What is expected: Every line from the one containing "Draw a tight box around the wall ledge." to the end of the listing below should be transcribed exactly, and no line outside that span should appear.
:: Data for this task
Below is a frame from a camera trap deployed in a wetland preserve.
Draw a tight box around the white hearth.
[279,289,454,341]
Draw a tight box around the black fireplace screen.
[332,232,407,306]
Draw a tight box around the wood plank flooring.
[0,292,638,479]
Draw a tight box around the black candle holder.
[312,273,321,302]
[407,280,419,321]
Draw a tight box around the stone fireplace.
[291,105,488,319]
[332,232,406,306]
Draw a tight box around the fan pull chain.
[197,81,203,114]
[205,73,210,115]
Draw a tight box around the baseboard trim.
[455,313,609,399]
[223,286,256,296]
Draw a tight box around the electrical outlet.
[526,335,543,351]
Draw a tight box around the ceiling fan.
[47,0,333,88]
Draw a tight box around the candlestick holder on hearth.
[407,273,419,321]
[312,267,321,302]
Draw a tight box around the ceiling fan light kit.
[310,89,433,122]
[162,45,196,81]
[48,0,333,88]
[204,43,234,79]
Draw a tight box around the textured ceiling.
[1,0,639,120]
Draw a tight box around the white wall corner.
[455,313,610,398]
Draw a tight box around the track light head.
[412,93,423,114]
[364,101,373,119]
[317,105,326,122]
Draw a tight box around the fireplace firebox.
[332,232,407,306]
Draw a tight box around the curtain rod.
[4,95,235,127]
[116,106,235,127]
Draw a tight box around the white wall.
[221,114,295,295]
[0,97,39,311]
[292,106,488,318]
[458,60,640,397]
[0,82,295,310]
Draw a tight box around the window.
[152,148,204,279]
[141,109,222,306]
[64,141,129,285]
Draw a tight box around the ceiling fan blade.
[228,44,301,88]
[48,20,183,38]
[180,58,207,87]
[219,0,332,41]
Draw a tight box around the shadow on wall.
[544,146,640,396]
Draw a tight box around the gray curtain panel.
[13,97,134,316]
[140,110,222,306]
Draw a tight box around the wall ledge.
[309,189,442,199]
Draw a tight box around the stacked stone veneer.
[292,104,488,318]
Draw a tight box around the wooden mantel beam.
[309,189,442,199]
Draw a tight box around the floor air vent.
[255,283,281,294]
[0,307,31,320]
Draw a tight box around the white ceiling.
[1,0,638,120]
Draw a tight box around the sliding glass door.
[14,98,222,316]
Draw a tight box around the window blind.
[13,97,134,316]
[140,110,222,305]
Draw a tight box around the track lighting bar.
::::
Task response:
Draw a tight box around the wall ledge.
[309,189,442,199]
Draw a tight box around the stacked stone veneer.
[292,104,488,318]
Draw a tight box around the wooden mantel beam.
[309,189,442,199]
Draw a tight box around the floor air vent.
[255,283,281,294]
[0,307,31,320]
Draw a tight box around the white ceiling.
[1,0,638,120]
Draw a tight box around the sliding glass door.
[14,98,222,316]
Draw a tight box around the window blind.
[13,97,134,316]
[140,110,222,305]
Draw a tight box around the track lighting bar.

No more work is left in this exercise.